**About this exercise**
Rewrite the material below with every "rough mask" changed to "coarse mask" and nothing else altered.

[Records to process]

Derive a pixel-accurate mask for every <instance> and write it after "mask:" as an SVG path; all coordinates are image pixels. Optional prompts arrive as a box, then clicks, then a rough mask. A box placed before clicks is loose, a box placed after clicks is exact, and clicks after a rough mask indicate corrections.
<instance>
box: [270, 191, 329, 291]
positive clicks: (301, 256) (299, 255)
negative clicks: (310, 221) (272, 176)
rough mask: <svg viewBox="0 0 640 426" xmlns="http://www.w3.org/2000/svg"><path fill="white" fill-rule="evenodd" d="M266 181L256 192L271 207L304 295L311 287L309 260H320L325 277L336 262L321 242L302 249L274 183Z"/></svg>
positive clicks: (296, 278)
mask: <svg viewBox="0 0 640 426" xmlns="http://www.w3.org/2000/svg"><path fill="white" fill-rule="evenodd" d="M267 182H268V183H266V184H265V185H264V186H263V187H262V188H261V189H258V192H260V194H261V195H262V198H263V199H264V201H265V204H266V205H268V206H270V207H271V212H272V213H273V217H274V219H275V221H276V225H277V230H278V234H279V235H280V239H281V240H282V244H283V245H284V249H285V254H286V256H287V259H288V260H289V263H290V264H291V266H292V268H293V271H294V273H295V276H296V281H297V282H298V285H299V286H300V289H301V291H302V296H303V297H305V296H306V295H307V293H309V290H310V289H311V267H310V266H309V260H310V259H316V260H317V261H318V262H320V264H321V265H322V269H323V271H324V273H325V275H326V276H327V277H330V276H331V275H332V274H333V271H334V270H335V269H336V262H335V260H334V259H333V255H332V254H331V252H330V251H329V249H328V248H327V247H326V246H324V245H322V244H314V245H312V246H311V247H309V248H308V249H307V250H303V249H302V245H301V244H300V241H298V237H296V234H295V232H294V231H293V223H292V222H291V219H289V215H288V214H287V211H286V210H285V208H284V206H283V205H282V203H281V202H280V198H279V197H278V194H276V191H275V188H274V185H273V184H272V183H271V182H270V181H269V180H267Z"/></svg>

[/Records to process]

**Exercise output**
Derive a pixel-accurate mask for every <instance> and write it after "mask:" as an SVG path; all coordinates are image pixels. Optional prompts arrive as a box, then clicks, then a coarse mask. A box placed before clicks is loose, a box placed after clicks is exact, and clicks after a coarse mask indicate corrections.
<instance>
box: [270, 191, 329, 291]
positive clicks: (301, 256) (299, 255)
negative clicks: (310, 221) (272, 176)
coarse mask: <svg viewBox="0 0 640 426" xmlns="http://www.w3.org/2000/svg"><path fill="white" fill-rule="evenodd" d="M266 181L256 192L271 207L304 295L311 287L309 260H320L325 277L336 262L321 242L302 249L274 183Z"/></svg>
positive clicks: (296, 278)
mask: <svg viewBox="0 0 640 426" xmlns="http://www.w3.org/2000/svg"><path fill="white" fill-rule="evenodd" d="M267 182H268V183H266V184H265V185H264V186H263V187H262V188H261V189H258V192H260V194H261V195H262V198H263V199H264V201H265V204H266V205H268V206H270V207H271V212H272V213H273V217H274V219H275V221H276V225H277V230H278V234H279V235H280V239H281V240H282V244H283V245H284V249H285V254H286V256H287V259H288V260H289V263H290V264H291V266H292V268H293V271H294V273H295V276H296V281H297V282H298V285H299V286H300V289H301V291H302V296H303V297H305V296H306V295H307V293H309V290H310V289H311V267H310V266H309V260H310V259H316V260H317V261H318V262H320V264H321V265H322V269H323V271H324V273H325V275H326V276H327V277H330V276H331V275H332V274H333V271H334V270H335V269H336V262H335V260H334V259H333V255H332V254H331V252H330V251H329V249H328V248H327V247H326V246H324V245H322V244H314V245H312V246H311V247H309V248H308V249H307V250H303V249H302V245H301V244H300V241H298V237H296V234H295V232H294V231H293V223H292V222H291V219H289V215H288V214H287V211H286V210H285V208H284V206H283V205H282V203H281V202H280V198H279V197H278V194H276V191H275V188H274V185H273V184H272V183H271V182H270V181H269V180H267Z"/></svg>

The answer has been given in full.